## Tasks and exercises
1 > According to the article on the U.S. maritime strikes, how many people have been killed without due process over three months?
2 > Extend the article on the U.S. maritime strikes by writing what comes after its last sentence.

[Begin Excerpted passage]

Since September, the Trump administration has conducted over 20 lethal strikes on vessels in the Caribbean and the eastern Pacific, alleging that the boats were carrying drugs from South America. The administration is attempting to cloak these maritime strikes in the guise of counterterrorism efforts, labeling the victims as narcoterrorists and equating the drug cartels to supposed terrorist organizations. And many Americans, who may be inured to lethal drone strikes and targeted killings after two decades of U.S. government action against Islamic militants, might simply regard the Trump administration’s boat attacks as more of the same.
In reality, however, they are a new and dangerous development in the use of force. Beyond the human toll—more than 80 individuals have been killed without due process over three months—and the risk that the strikes are a prelude to a direct U.S. military intervention in Venezuela, they signal a broader threat to security at home and abroad. The administration, by asserting its prerogative to use military force—not only without congressional authorization but also seemingly outside the law altogether—is tearing down the legal guardrails around the will of the U.S. president.
These attacks endanger the legal order both domestically and internationally. They suggest that the U.S. executive holds a license to kill—one that could potentially be wielded within U.S. borders. And internationally, this killing campaign damages the legal barriers that the United States itself helped build in order to restrain conflict and deadly violence. The United States’ turn against the law may well embolden other states to imitate it, possibly even by conducting their own extrajudicial killings. As Trump wields deadly force without constraints, he offers a model for lethal, lawless action, thereby posing a threat to international security that extends well beyond the Western Hemisphere.
WAVES OF TERROR
The Trump administration has repeatedly attempted to shoehorn its killing spree at sea into the framework of the U.S. war on terror, deploying terms such as narcoterrorists and “designated terrorist organizations” to characterize the individuals and entities it is targeting. Secretary of Defense Pete Hegseth has gone as far as to refer to these DTOs as the “Al Qaeda of the Western Hemisphere.” But as a legal matter, the maritime strikes are utterly distinct from the United States’ prior military campaigns against Islamic militants. On 9/11, the United States suffered an armed attack on its soil, which under international law gave it a right to self-defense. In response, in a resolution passed on September 12, 2001, the UN Security Council recognized that right. The United States has endured no similar attack to prompt this year’s maritime strikes, and neither the UN Security Council nor the broader international community has recognized the United States’ need to use lethal military force in response to drug trafficking. Indeed, in a 2023 congressional hearing, Richard Visek, then the top lawyer for the U.S. Department of State, noted that the State Department has never considered drug trafficking to constitute an armed attack. But the current Trump administration has simply asserted that, according to the president’s determination, there has been an armed attack against the United States. The administration has not publicly offered any analysis to substantiate that conclusion.
And unlike after 9/11, Congress has not authorized the use of military force. Within a week of the 9/11 attacks, Congress passed the 2001 Authorization for the Use of Military Force (AUMF), which empowered the president to “use all necessary and appropriate force against those nations, organizations, or persons he determines planned, authorized, committed, or aided the terrorist attacks.” Because the perpetrators’ identities were not fully known in the immediate aftermath of 9/11, that joint resolution delegated authority to the president to determine their identities. But crucially, it granted the executive branch only the freedom to pursue military action to “prevent any future acts of international terrorism against the United States” by those responsible for the 9/11 attacks.

[End Excerpted passage]
[Begin Information given]

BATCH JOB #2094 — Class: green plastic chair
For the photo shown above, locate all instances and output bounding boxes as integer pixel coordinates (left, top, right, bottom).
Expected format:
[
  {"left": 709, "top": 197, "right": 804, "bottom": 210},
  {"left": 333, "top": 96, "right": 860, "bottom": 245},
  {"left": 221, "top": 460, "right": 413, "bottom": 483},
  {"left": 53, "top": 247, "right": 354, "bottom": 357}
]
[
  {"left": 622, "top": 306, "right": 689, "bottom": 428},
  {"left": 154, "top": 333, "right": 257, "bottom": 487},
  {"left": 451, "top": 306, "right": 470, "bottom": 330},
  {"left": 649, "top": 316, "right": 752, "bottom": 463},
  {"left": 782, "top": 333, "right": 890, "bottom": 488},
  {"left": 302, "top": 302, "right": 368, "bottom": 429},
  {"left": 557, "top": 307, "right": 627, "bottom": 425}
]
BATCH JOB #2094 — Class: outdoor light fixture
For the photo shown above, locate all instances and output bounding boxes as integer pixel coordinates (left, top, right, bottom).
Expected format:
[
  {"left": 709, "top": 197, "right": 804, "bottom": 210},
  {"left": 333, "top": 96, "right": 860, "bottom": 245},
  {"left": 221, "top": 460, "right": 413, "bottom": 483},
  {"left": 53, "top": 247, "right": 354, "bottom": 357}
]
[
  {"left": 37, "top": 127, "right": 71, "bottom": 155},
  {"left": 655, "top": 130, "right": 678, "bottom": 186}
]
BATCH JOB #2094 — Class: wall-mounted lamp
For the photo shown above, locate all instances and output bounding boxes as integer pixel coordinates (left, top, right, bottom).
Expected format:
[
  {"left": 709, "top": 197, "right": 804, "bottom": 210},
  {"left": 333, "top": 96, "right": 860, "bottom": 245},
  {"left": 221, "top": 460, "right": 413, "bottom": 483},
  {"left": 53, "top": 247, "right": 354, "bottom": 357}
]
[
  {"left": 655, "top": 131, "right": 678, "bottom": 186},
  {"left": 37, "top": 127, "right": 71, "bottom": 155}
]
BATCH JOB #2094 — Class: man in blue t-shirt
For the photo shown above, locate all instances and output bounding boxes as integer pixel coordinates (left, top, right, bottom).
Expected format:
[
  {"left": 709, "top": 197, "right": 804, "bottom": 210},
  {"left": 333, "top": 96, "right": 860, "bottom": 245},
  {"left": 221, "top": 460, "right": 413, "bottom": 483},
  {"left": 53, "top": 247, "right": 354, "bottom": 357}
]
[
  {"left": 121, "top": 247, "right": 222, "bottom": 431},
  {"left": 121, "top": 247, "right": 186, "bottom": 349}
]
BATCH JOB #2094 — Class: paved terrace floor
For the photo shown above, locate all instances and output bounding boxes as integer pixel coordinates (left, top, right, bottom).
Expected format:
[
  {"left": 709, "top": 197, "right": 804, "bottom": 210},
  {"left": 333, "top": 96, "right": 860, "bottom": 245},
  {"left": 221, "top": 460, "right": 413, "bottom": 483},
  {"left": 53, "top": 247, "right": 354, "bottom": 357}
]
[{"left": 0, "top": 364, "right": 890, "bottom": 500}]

[End Information given]
[Begin Information given]

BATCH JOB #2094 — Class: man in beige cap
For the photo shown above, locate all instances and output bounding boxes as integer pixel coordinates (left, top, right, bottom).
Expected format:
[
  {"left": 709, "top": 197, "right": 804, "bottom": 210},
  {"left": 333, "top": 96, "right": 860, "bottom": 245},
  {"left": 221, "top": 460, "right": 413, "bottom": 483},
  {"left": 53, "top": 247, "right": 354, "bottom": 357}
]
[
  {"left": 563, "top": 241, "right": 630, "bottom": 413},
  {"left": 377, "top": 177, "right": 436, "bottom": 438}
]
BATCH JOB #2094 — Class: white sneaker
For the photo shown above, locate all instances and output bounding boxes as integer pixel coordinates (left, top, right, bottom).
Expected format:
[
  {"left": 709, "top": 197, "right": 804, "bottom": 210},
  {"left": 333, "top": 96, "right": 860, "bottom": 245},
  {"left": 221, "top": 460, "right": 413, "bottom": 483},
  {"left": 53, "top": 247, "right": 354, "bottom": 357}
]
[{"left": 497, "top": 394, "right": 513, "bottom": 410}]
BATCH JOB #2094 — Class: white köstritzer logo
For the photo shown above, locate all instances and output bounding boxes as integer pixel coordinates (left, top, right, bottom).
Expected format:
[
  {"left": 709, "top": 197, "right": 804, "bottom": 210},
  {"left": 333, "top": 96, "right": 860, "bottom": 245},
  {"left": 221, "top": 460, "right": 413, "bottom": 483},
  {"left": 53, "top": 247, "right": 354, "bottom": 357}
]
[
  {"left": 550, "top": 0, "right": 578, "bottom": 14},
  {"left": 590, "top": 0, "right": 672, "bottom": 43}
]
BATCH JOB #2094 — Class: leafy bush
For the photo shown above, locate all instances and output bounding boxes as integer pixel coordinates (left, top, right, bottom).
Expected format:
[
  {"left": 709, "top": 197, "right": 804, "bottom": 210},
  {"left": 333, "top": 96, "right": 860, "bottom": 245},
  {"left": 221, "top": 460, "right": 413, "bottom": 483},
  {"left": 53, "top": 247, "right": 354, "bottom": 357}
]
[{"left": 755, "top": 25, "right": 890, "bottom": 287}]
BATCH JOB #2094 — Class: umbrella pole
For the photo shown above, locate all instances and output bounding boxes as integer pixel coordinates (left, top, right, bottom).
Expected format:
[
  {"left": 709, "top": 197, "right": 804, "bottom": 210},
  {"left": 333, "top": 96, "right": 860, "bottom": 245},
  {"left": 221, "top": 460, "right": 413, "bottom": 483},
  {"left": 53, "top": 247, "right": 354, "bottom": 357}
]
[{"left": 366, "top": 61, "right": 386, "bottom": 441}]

[End Information given]
[Begin Information given]

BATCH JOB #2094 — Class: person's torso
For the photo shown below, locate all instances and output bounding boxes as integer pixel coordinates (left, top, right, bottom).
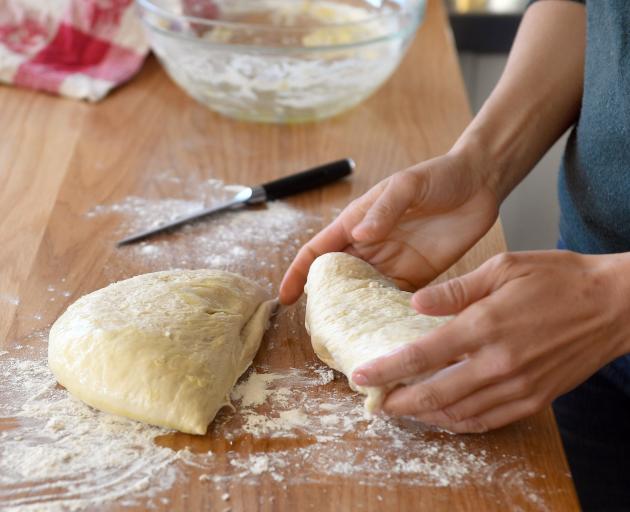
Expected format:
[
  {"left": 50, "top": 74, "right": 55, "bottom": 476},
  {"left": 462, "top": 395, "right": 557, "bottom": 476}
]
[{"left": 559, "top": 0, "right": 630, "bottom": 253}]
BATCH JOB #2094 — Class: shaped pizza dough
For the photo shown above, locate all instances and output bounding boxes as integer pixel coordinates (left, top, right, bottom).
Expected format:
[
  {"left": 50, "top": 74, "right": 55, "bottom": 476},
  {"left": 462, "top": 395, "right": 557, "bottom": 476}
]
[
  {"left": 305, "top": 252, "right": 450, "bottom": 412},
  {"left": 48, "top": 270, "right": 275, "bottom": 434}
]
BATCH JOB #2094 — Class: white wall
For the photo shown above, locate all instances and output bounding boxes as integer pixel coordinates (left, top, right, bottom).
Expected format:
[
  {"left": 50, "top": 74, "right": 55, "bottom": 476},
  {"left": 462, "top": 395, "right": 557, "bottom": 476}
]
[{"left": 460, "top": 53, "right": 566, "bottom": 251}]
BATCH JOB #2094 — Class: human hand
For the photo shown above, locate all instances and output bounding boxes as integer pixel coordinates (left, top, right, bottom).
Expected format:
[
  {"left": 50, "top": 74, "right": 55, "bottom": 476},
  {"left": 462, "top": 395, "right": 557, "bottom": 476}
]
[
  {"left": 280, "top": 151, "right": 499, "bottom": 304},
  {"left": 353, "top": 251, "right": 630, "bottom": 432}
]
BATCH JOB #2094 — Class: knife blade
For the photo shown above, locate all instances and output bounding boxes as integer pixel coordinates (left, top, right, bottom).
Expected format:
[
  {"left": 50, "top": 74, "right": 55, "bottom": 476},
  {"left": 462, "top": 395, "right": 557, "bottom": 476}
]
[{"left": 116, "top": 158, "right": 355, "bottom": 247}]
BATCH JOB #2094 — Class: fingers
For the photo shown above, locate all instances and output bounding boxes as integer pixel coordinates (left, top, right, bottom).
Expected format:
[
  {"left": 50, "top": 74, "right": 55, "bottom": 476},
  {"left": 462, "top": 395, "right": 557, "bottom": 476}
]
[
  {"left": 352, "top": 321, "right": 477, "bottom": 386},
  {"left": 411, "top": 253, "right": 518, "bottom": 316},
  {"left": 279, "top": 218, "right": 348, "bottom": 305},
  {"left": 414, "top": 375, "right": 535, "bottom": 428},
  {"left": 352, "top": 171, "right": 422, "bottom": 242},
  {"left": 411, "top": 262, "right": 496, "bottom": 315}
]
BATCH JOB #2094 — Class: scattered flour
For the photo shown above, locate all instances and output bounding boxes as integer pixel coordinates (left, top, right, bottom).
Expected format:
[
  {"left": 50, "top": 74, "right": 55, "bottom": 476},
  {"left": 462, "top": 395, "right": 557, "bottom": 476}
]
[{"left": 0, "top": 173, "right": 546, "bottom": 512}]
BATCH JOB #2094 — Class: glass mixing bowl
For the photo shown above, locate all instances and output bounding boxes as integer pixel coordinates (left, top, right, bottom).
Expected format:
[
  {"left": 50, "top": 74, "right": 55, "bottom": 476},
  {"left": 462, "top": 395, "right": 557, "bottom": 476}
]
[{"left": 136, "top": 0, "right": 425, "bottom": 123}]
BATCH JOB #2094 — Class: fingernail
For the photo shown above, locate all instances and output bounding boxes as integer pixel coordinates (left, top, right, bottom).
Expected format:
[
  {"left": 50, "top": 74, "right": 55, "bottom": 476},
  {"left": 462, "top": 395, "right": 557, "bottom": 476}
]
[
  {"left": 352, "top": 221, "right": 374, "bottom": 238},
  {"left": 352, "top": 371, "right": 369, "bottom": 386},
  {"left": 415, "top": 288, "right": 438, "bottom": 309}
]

[End Information given]

## Expected answers
1 > More than 80 individuals.

2 >
Multiple U.S. presidents stretched and abused the 2001 AUMF to pursue new adversaries, including entities such as al-Shabab, an Islamic militant group in Somalia, which did not exist in September 2001 and which posed little direct threat to the United States. But the Trump administration has gone further, conducting its maritime bombing campaign entirely unilaterally and without seeking or referring to any congressional authorization for justification, including the AUMF. Instead, it has invoked the president’s authority as commander in chief of the U.S. military under Article 2 of the U.S. Constitution. The administration’s full legal rationale for using military force without a congressional authorization has not been made public. But according to The New York Times and other sources, an undisclosed Department of Justice opinion composed over the summer interprets this supposed Article 2 authority as permitting the president to use force against 24 DTOs—the narcoterrorists it claims to be striking. But the administration has also not publicly named the specific DTOs on the list.
Further, unlike during the post-9/11 military operations against al-Qaeda and its affiliates (and later the Islamic State, or ISIS), the United States is not currently in an armed conflict with drug cartels. Under international law, including as it has previously been applied by the U.S. government, for a state to engage in an armed conflict with a nonstate actor, that actor must possess military-type hierarchy, organization, and capabilities—in other words, it must be an “organized armed group.” The unreleased Department of Justice opinion, according to reporting by The New York Times, concluded that the United States was engaged in a “non-international armed conflict” based on the White House’s own factual assertions. But the administration has not publicly explained how any of the unspecified DTOs it is targeting qualify as organized armed groups.
The DTO label used in the Justice Department opinion appears to differ from the “foreign terrorist organization” designation, one with an established meaning in U.S. law and that the Trump administration applied to a number of gangs and drug cartels earlier this year. But if the groups on the DTO list are similar or the same as the FTOs it has already called attention to, then the legal conclusion that the United States is somehow in an armed conflict with these entities appears unfounded. Some of the groups to which the administration has referred in public remarks and social media posts, such as the Venezuelan gang Tren de Aragua, lack the hierarchy and organization needed to constitute an organized armed group with which the United States could fight an armed conflict. Moreover, the administration generally has not asserted that it is attacking the unnamed DTOs themselves. Instead, in reports to Congress and in social media posts, it refers loosely to striking vessels somehow “affiliated” with or operated by these organizations. According to reporting by the Associated Press and other outlets, as well as personal communications I have had with International Crisis Group analysts living in the region, it is unlikely that cartel members have actually been aboard many of the targeted vessels.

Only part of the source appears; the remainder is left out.